*What is needed*
Every line containing the string "pixel" should be returned from the records.

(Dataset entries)
########
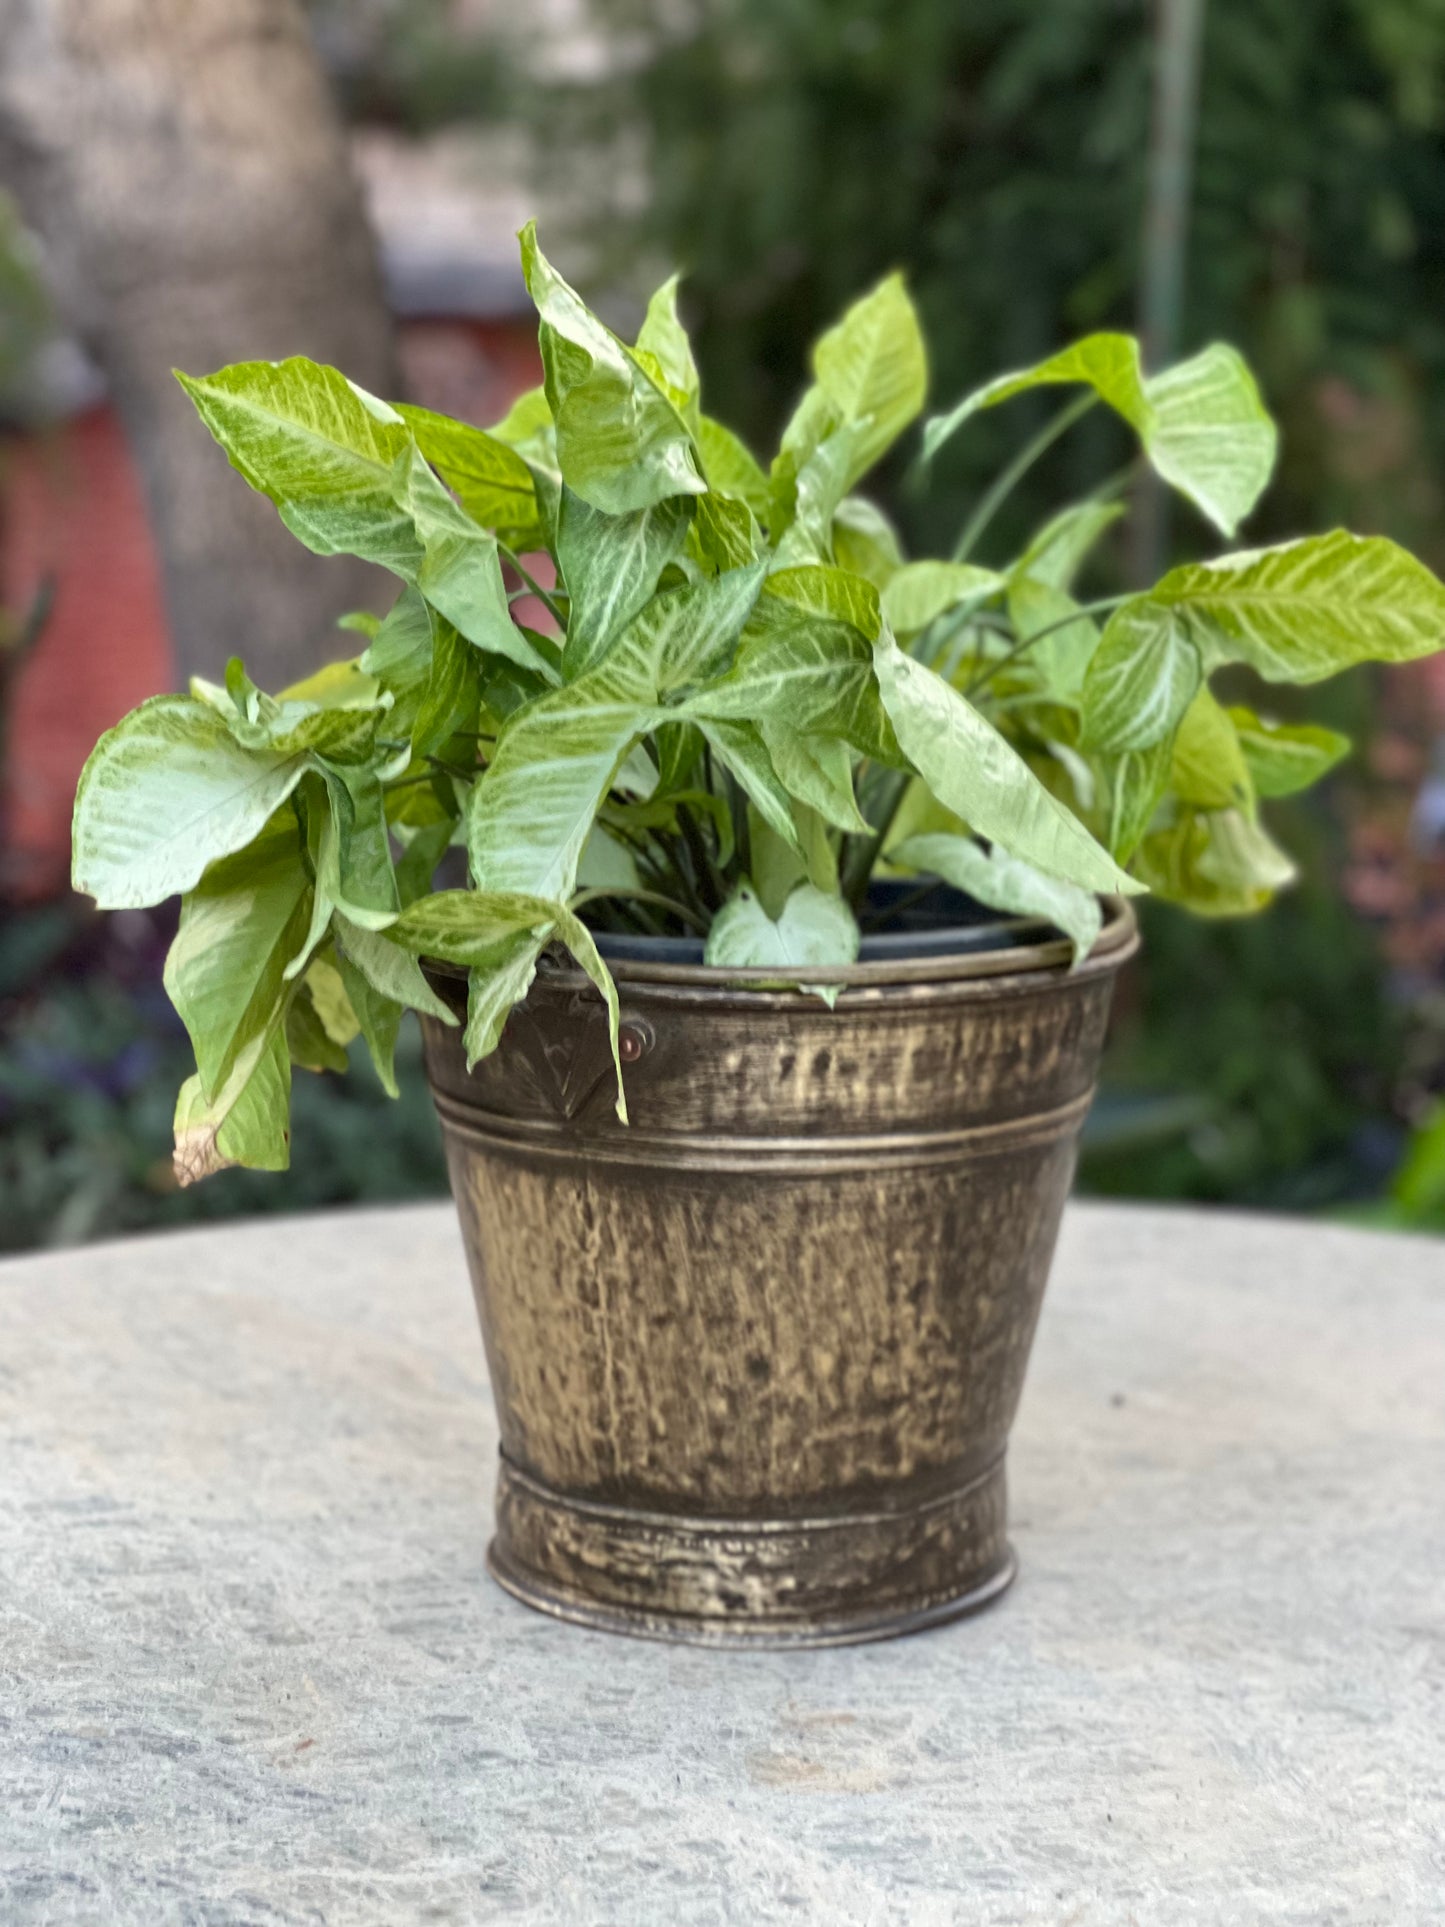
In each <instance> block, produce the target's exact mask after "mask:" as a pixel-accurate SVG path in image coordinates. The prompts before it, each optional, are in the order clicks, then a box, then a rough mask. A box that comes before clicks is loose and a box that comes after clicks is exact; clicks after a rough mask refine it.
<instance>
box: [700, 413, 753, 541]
mask: <svg viewBox="0 0 1445 1927" xmlns="http://www.w3.org/2000/svg"><path fill="white" fill-rule="evenodd" d="M697 453H699V455H701V461H703V474H705V476H707V486H709V489H713V491H715V493H717V495H730V497H732V499H734V501H742V503H746V505H748V507H749V509H751V511H753V515H755V516H757V520H759V522H765V520H767V505H769V489H767V476H765V474H763V470H761V468H759V464H757V461H755V457H753V455H751V453H749V451H748V449H746V447H744V445H742V441H738V437H736V436H734V434H732V430H730V428H724V426H722V424H721V422H715V420H713V418H711V416H707V414H703V416H701V420H699V422H697Z"/></svg>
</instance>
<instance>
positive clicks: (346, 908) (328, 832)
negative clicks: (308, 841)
mask: <svg viewBox="0 0 1445 1927" xmlns="http://www.w3.org/2000/svg"><path fill="white" fill-rule="evenodd" d="M320 771H322V777H324V780H326V796H328V804H329V819H328V829H324V831H322V842H320V863H318V867H316V888H318V892H320V894H322V896H326V900H328V902H329V904H331V906H333V908H337V910H341V911H345V915H347V917H351V921H353V923H360V925H364V927H368V929H374V931H380V929H385V925H387V923H391V919H393V917H395V915H397V911H399V910H401V898H399V894H397V875H395V869H393V867H391V844H389V840H387V819H385V798H383V792H381V782H380V779H378V775H376V771H374V769H351V767H345V765H343V767H337V765H333V763H326V761H322V763H320Z"/></svg>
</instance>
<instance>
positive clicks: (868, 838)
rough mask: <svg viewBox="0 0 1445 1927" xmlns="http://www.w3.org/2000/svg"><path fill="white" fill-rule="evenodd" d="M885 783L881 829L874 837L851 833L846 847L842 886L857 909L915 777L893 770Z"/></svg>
mask: <svg viewBox="0 0 1445 1927" xmlns="http://www.w3.org/2000/svg"><path fill="white" fill-rule="evenodd" d="M884 779H886V780H884V782H882V784H880V786H879V788H880V807H879V809H875V823H877V829H875V831H873V834H871V836H850V838H848V844H846V850H844V863H842V877H840V881H842V888H844V894H846V896H848V902H850V904H852V906H854V910H857V906H859V904H861V902H863V898H865V896H867V886H869V881H871V877H873V865H875V863H877V861H879V852H880V850H882V846H884V842H886V840H888V831H890V829H892V827H894V817H896V815H898V811H900V807H902V804H904V796H906V794H907V786H909V782H911V780H913V779H911V777H909V775H907V771H902V769H890V771H886V773H884Z"/></svg>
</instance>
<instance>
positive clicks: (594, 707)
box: [468, 565, 761, 902]
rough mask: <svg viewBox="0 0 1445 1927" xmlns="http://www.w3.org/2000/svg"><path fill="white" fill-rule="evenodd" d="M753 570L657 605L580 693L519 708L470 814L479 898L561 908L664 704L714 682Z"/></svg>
mask: <svg viewBox="0 0 1445 1927" xmlns="http://www.w3.org/2000/svg"><path fill="white" fill-rule="evenodd" d="M759 584H761V565H759V567H755V568H738V570H732V572H730V574H724V576H713V578H707V580H703V582H699V584H690V586H686V588H680V590H669V592H665V594H661V595H655V597H653V599H651V601H649V603H647V605H645V607H644V609H642V611H640V615H638V617H634V620H632V622H630V624H628V626H626V628H624V630H622V634H620V636H618V638H617V640H615V642H613V646H611V649H609V651H607V655H605V657H603V659H601V663H599V665H597V667H595V669H591V671H588V674H586V676H582V678H580V680H578V682H572V684H568V686H566V688H563V690H553V692H549V694H547V696H543V698H539V700H538V701H534V703H530V705H526V707H524V709H518V713H516V715H514V717H512V719H511V721H509V723H507V726H505V728H503V732H501V736H499V738H497V748H495V753H493V757H491V763H489V765H487V769H486V773H484V775H482V780H480V782H478V784H476V788H474V790H472V798H470V805H468V852H470V859H472V877H474V881H476V884H478V888H480V890H524V892H530V894H532V896H541V898H549V900H555V902H565V900H566V898H568V896H570V894H572V888H574V886H576V867H578V861H580V858H582V848H584V844H586V840H588V834H590V831H591V825H593V819H595V813H597V807H599V804H601V800H603V798H605V796H607V790H609V788H611V786H613V782H615V780H617V775H618V771H620V767H622V763H624V759H626V755H628V752H630V750H632V748H634V744H636V740H638V738H640V736H644V734H647V732H649V730H653V728H655V726H659V725H661V723H665V721H669V719H670V717H669V711H665V709H663V707H659V705H661V701H663V698H665V696H669V694H672V692H674V690H680V688H684V686H686V684H690V682H694V680H696V678H701V676H707V674H713V673H715V671H717V669H719V667H721V665H722V663H726V657H728V655H730V653H732V647H734V642H736V636H738V632H740V630H742V626H744V620H746V619H748V611H749V609H751V605H753V601H755V599H757V590H759Z"/></svg>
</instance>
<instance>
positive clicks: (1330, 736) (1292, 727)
mask: <svg viewBox="0 0 1445 1927" xmlns="http://www.w3.org/2000/svg"><path fill="white" fill-rule="evenodd" d="M1227 715H1229V721H1231V723H1233V726H1235V734H1237V738H1239V748H1241V750H1243V755H1245V763H1247V765H1248V773H1250V779H1252V782H1254V788H1256V792H1258V794H1260V796H1295V792H1297V790H1308V788H1310V784H1312V782H1318V780H1320V777H1326V775H1327V773H1329V771H1331V769H1333V767H1335V763H1339V761H1343V757H1347V755H1349V753H1351V740H1349V736H1341V734H1339V730H1333V728H1320V726H1316V725H1312V723H1266V721H1262V719H1260V717H1256V715H1254V711H1252V709H1229V711H1227Z"/></svg>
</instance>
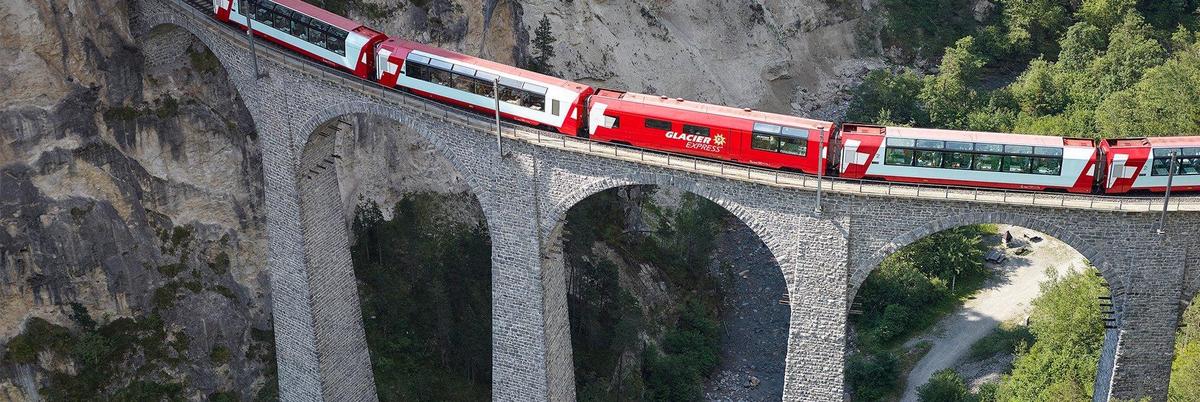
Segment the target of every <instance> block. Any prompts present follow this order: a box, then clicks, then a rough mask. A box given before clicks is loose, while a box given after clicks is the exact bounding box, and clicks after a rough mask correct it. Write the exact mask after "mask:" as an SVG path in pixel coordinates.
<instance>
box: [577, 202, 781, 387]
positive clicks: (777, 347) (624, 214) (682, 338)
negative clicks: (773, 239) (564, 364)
mask: <svg viewBox="0 0 1200 402" xmlns="http://www.w3.org/2000/svg"><path fill="white" fill-rule="evenodd" d="M559 226H560V229H558V230H556V232H558V233H560V238H559V240H560V242H562V256H559V258H562V263H563V271H564V274H565V277H564V280H565V284H566V300H568V316H569V324H570V340H571V350H570V353H571V356H572V366H574V376H575V390H576V395H575V396H576V398H578V400H595V398H598V397H602V398H610V397H613V396H614V397H616V398H618V400H644V398H655V397H667V398H682V400H697V398H703V400H751V401H770V400H774V401H779V400H781V398H782V392H784V370H785V359H786V353H787V336H788V320H790V310H788V307H787V305H786V302H787V296H786V294H787V287H786V283H785V281H784V276H782V271H781V270H780V268H779V263H778V262H776V260H775V257H774V256H773V253H772V252H770V250H769V248H768V247H767V246H766V245H764V244H763V242H762V240H761V239H760V238H758V235H757V234H756V233H755V232H754V230H752V229H750V228H749V227H748V226H746V224H745V223H743V222H742V221H740V220H738V218H737V217H734V216H733V215H732V214H730V212H728V211H727V210H726V209H725V208H722V206H720V205H718V204H715V203H713V202H710V200H708V199H706V198H703V197H701V196H697V194H694V193H690V192H685V191H682V190H677V188H673V187H666V186H619V187H613V188H608V190H604V191H600V192H598V193H594V194H590V196H588V197H586V198H583V199H582V200H581V202H578V203H577V204H575V205H572V206H570V208H569V209H568V211H566V214H565V218H564V221H563V222H560V223H559ZM679 390H689V391H685V392H684V394H679V392H680V391H679Z"/></svg>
########
*Output of the task*
In each <instance> block, produce the target's exact mask after "mask:" as a pixel-accurate SVG path in image coordinates. The prompts before it, each optional, are in the order clicks, then a box, then a rough mask. A box that comes before clicks is loose and a box that comes after clicks is exact; clicks after a rough mask refine it.
Segment the target of every <instance> block. Any prompts present follow this order: a box, then clicks, then a rough mask. A box given before clicks is loose, while a box given after clicks is the exact bounding box, and clicks after a rough mask correct it. Write the exact mask after "mask:" as an SVG path in pixel coordinates.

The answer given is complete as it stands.